## VORLIEGENDER TEXT
Limburg an der Lahn

Nimmt man an einer Führung durch die malerische Altstadt Limburgs teil, erfährt man einige wunderliche Geschichten: So soll z.B. ein Limburger Trompeter an der Niederlage Napoleons bei Waterloo schuld sein, ein Raubritter wurde zum Stadthauptmann, ein Schmied konnte den Teufel selbst aufs Kreuz legen, eine List beendete eine Belagerung und, und, und…

Aber lasst uns doch gemeinsam einen Spaziergang durch Limburg machen!

Vom Campingplatz laufen wir entlang der Lahn zur Alten Lahnbrücke. Hier, mitten auf der Brücke, finden wir das wahrscheinlich am häufigsten fotografierte Motiv Limburgs: den Brückenheiligen Nepomuk mit dem Limburger Dom im Hintergrund.

Dabei stand die Nepomuk-Statue ursprünglich gar nicht auf der dem Dom zugewandten Seite der Brücke, sondern auf der gegenüberliegenden, auf der heute ein Steinkreuz steht, das angeblich im 14. Jahrhundert von Überlebenden der Pest gestiftet worden sein soll. Nachdem die Brücke im März 1945 schwer beschädigt worden war, wurden beim Wiederaufbau die Positionen von Statue und Kreuz getauscht.

1966 wurde die ursprüngliche Nepomuk-Statue durch eine neue ersetzt, da die alte Sandsteinfigur über die Jahre immer wieder mutwillig beschädigt worden war. Es gab Diskussionen darüber, ob man Nepomuk wieder auf die lahnabwärts weisende Seite setzen solle und damit der Geschichte Rechnung trage, dass Nepomuk von den Prager Schergen auf der flussabwärts liegenden Seite der Brücke in die Moldau gestoßen worden war, damit er sich nicht an den Brückenpfeilern festklammern und so überleben hätte können. Am Ende wurde die Statue dann doch wieder auf die zum Dom weisende Seite gesetzt. Vielleicht, weil das Fotomotiv doch zu schön ist?

Hinter der Brücke laufen wir durch die Brückengasse zum Haus der sieben Laster. Am unteren Ende des Fachwerks sind sieben Neidköpfe (Fratzen) angebracht, wobei jede dieser Fratzen für eine der sieben Todsünden steht. Neidköpfe haben eine lange Tradition. Bauherren ließen diese Fratzen aus Holz oder Stein an ihren Häusern anbringen, um Unheil und Böses abzuwehren. Im Fall des Hauses in Limburg sollte hier jeder, der in die Stadt käme, gleich sehen, was man hier nicht haben wollte: Stolz, Neid, Zorn, Trägheit, Geiz, Völlerei und Wollust.

## AUFGABEN
1. Skaliere die Datensätze, beginnend mit der Zeile mit „the headset ear“ und weiter bis einschließlich zum Ende der Datensätze, indem du diese Zeilen samt Aufforderungen erneut ausgibst. Multipliziere dabei jede Punktkoordinate in den Antworten mit 1,05 und runde auf ganze Zahlen, wobei Hälften aufgerundet werden; die Formatbeispiele in den Aufforderungen bleiben unverändert.
2. Schreibe den Text über den Spaziergang durch Limburg an der Lahn dort weiter, wo er endet.

## EXTRAHIERTE DATEN

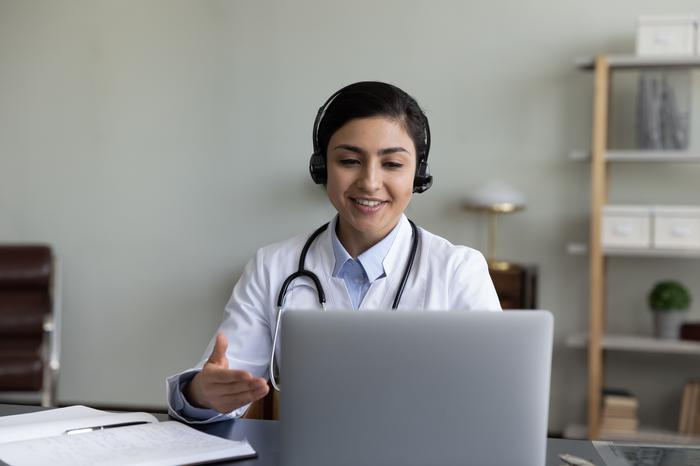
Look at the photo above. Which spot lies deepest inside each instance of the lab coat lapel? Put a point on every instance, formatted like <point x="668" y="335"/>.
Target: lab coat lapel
<point x="321" y="261"/>
<point x="382" y="291"/>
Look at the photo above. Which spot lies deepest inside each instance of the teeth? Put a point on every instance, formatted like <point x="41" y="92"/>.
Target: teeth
<point x="367" y="202"/>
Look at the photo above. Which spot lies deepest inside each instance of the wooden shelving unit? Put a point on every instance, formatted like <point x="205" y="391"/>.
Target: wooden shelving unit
<point x="636" y="343"/>
<point x="600" y="157"/>
<point x="644" y="156"/>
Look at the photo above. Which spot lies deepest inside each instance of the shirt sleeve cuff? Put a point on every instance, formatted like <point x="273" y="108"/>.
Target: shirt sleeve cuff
<point x="182" y="410"/>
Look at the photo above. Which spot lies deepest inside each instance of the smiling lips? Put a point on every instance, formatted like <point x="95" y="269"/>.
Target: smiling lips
<point x="368" y="205"/>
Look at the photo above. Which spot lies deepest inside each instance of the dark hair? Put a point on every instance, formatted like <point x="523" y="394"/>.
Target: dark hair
<point x="368" y="99"/>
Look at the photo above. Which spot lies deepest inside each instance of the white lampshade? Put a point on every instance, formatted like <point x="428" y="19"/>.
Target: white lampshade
<point x="495" y="195"/>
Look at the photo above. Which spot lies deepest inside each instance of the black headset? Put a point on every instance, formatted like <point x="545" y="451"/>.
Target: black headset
<point x="317" y="164"/>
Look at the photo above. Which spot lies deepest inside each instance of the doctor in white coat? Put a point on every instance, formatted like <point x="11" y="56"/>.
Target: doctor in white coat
<point x="371" y="143"/>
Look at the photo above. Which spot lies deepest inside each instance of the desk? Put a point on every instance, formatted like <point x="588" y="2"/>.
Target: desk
<point x="264" y="437"/>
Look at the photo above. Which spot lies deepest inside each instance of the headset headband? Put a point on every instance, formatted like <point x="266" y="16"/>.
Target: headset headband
<point x="317" y="165"/>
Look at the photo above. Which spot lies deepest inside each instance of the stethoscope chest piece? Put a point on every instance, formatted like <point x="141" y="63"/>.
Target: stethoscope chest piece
<point x="302" y="272"/>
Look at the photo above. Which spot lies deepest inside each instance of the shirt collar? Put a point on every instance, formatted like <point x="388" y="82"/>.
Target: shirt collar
<point x="372" y="260"/>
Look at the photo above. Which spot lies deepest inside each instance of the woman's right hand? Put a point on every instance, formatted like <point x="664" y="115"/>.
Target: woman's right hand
<point x="220" y="388"/>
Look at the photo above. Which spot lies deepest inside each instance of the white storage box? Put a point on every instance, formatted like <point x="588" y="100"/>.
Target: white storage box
<point x="676" y="227"/>
<point x="626" y="226"/>
<point x="667" y="35"/>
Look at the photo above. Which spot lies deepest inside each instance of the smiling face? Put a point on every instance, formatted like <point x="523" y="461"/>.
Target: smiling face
<point x="371" y="164"/>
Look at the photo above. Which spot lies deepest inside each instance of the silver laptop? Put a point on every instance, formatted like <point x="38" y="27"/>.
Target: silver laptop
<point x="415" y="388"/>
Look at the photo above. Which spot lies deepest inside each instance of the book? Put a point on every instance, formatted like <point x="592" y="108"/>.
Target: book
<point x="80" y="435"/>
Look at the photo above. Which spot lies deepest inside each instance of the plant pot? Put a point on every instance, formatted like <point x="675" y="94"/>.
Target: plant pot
<point x="667" y="324"/>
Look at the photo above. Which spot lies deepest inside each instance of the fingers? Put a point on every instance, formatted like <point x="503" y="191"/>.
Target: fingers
<point x="215" y="374"/>
<point x="218" y="354"/>
<point x="225" y="399"/>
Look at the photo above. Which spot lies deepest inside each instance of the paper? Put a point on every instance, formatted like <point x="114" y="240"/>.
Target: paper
<point x="158" y="444"/>
<point x="622" y="454"/>
<point x="57" y="421"/>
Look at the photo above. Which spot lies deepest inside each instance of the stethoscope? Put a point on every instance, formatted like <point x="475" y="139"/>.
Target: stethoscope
<point x="302" y="272"/>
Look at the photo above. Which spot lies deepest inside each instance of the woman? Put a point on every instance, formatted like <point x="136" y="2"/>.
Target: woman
<point x="371" y="143"/>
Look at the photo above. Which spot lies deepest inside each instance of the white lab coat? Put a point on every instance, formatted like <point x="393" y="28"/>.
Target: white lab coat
<point x="443" y="277"/>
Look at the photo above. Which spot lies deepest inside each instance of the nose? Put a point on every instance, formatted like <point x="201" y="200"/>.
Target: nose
<point x="370" y="178"/>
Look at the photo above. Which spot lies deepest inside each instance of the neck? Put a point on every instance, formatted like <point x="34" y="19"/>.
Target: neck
<point x="356" y="242"/>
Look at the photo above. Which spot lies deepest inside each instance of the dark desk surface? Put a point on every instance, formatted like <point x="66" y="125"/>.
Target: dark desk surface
<point x="264" y="437"/>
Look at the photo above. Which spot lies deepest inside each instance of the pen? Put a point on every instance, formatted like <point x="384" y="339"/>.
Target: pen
<point x="108" y="426"/>
<point x="574" y="460"/>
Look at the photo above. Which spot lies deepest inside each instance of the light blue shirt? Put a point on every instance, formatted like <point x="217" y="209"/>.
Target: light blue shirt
<point x="358" y="274"/>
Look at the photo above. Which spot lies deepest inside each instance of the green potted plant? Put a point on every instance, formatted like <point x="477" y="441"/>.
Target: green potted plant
<point x="669" y="300"/>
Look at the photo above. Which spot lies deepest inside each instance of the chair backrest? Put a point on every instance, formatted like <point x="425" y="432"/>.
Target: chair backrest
<point x="26" y="273"/>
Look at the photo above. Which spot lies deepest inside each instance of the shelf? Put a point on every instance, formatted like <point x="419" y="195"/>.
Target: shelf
<point x="645" y="434"/>
<point x="661" y="156"/>
<point x="634" y="61"/>
<point x="647" y="252"/>
<point x="637" y="343"/>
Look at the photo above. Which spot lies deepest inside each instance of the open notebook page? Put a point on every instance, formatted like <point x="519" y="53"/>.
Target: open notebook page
<point x="159" y="444"/>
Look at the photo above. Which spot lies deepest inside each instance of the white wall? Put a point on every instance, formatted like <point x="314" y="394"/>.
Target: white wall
<point x="157" y="144"/>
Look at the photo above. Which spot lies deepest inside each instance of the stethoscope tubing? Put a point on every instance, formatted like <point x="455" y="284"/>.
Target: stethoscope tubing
<point x="302" y="272"/>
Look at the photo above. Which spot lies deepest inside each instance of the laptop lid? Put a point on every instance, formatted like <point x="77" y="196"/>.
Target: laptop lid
<point x="415" y="388"/>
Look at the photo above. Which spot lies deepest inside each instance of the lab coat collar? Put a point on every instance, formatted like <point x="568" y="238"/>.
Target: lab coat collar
<point x="400" y="247"/>
<point x="322" y="249"/>
<point x="372" y="260"/>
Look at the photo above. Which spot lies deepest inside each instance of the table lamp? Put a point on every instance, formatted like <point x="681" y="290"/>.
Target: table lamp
<point x="494" y="197"/>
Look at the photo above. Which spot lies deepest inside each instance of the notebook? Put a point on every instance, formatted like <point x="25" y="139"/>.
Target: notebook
<point x="72" y="436"/>
<point x="415" y="388"/>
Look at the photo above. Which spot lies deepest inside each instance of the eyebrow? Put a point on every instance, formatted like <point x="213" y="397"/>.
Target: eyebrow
<point x="358" y="150"/>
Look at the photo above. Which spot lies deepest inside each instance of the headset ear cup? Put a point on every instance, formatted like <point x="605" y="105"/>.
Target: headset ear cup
<point x="317" y="168"/>
<point x="423" y="180"/>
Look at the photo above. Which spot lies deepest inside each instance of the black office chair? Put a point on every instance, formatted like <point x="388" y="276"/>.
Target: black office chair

## LÖSUNGEN
1.
Look at the photo above. Which spot lies deepest inside each instance of the headset ear cup? Put a point on every instance, formatted like <point x="605" y="105"/>.
Target: headset ear cup
<point x="333" y="176"/>
<point x="444" y="189"/>
Look at the photo above. Which spot lies deepest inside each instance of the black office chair? Put a point on every instance, formatted like <point x="388" y="276"/>.
Target: black office chair

2.
Nur ein paar Meter weiter, am Römer 2-4-6, finden wir eines der ältesten freistehenden Fachwerkhäuser Deutschlands. Das gotische Fachwerkhaus wurde 1289 erbaut, direkt nach einem Stadtbrand, der die ganze Stadt zerstört hatte. Man sieht, dass das Haus auf dem Kellersockel eines anderen Hauses gebaut wurde, das hier wohl vor dem Brand gestanden hatte. Da man an der Seite des Hauses ein jüdisches Kultbad fand, vermutet man, dass hier vor der Vertreibung der Juden aus Limburg im 14. Jahrhundert jüdische Kaufleute gewohnt haben mussten.

Von hier aus laufen wir nun die langen Treppen hinauf Richtung Dom.

An der rechten Ecke des Domplatzes sehen wir zunächst das Bischofshaus Limburg, das schon zu Bauzeiten wegen seiner enormen Umbaukosten von 31 Millionen Euro durch die Medien ging. Der Bauherr Bischof Franz-Peter Tebartz-van Elst konnte hier jedoch nicht mehr einziehen, sondern trat wegen des Skandals zurück. Heute sind Teile des aus historischen Stadtmauern, der Alten Vikarie, dem Domküsterhaus, dem Mariengarten und dem Neubaukomplex bestehenden Anwesen der Öffentlichkeit zugänglich.

Der Limburger Dom ist absolut sehenswert! 1235 wurde die damals neu errichtete Stiftskirche an diesem Platz geweiht. Seit 1827 ist der Dom die Kathedralkirche des Bistums Limburg. In Anlehnung an die sieben Sakramente hat der Dom sieben Türme. Und wer schon einmal einen 1000 DM-Schein in der Hand hielt, der kann sich vielleicht auch noch an das Bild des Limburger Doms auf diesem erinnern.

Fast versteckt hinter dem Dom liegt die Felsenburg Schloss Limburg. Das Schloss wurde auf dem Kalkfelsen erbaut. Zwar wurden Lücken im Fels aufgefüllt, doch über die Jahrhunderte wurde witterungsbedingt Material herausgeschwemmt, wodurch das Gebäude in Bewegung kam. Doch nicht nur äußerlich sind Schäden zu beklagen. Auch viele Holzbauteile, beispielsweise im Renaissance-Fachwerkbau, sind verfault und in sehr schlechtem Zustand.

Seit 2009 saniert deshalb die Stadt Limburg ihre Felsenburg. Mittlerweile sind die Mauern zwar fest im Fels verankert, doch die umfassende Sanierung ist bis heute noch nicht abgeschlossen. Trotzdem lohnt sich der Abstecher vorbei am Dom nach hinten durch das Tor.

Vom Domplatz gehen wir nun die Domtreppe hinunter durch die Bergstraße zum Bischofsplatz. Sehenswert ist hier vor allem auch das Haus Byron, das auf einer Grundfläche von nur 18 qm steht. Durch Kastenerker und hohe Schweifgiebel wirkt es aber viel größer, als es tatsächlich ist.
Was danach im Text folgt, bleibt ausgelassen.